▸ WHAT YOU WILL DO:
Which lines in the records below contain the string "stem", matching case? Copy each of those lines in full.

▸ SUPPLIED MATERIAL:
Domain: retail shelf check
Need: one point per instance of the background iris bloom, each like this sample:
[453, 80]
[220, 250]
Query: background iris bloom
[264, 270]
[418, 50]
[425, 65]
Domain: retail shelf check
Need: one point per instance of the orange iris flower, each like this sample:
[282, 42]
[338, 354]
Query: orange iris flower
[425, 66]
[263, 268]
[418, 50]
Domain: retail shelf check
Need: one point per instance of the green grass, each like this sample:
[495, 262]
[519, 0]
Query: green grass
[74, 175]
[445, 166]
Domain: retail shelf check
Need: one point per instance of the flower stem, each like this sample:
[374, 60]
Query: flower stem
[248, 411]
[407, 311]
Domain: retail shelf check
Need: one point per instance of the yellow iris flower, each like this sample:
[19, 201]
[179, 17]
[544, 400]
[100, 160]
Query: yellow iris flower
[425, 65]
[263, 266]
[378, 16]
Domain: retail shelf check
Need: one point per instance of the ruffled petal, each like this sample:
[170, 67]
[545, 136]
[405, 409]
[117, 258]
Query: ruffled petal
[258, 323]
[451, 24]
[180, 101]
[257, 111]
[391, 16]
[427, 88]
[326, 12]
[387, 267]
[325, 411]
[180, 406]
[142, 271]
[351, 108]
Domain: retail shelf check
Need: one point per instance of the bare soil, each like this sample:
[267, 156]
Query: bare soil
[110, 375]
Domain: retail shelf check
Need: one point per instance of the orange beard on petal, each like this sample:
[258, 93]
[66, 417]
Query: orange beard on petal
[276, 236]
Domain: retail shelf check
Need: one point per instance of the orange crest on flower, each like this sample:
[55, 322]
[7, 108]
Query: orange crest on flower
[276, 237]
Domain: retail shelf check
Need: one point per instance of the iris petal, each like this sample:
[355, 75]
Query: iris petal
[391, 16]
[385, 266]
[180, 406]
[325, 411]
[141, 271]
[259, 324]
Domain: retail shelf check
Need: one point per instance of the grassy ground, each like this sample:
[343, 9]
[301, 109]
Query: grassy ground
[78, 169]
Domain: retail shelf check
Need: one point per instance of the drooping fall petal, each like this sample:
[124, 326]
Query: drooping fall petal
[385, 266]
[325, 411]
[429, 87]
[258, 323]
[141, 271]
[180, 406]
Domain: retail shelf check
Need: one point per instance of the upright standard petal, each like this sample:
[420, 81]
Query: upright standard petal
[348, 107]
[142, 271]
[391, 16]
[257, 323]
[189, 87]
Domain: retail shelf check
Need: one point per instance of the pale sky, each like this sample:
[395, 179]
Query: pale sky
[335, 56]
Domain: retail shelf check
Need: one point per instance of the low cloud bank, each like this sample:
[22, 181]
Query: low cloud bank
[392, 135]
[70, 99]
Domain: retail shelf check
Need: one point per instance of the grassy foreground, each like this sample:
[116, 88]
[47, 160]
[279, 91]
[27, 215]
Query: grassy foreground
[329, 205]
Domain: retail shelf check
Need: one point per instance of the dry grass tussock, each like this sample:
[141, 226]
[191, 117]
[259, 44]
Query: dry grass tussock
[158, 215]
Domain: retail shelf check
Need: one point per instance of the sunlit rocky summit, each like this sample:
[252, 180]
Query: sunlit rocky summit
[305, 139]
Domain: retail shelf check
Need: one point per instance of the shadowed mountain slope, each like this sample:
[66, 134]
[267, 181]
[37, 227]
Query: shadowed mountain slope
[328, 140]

▸ OUTPUT FOR THIS EXERCISE:
Need: one point per instance of the flower stem, each like this sample:
Query: flower stem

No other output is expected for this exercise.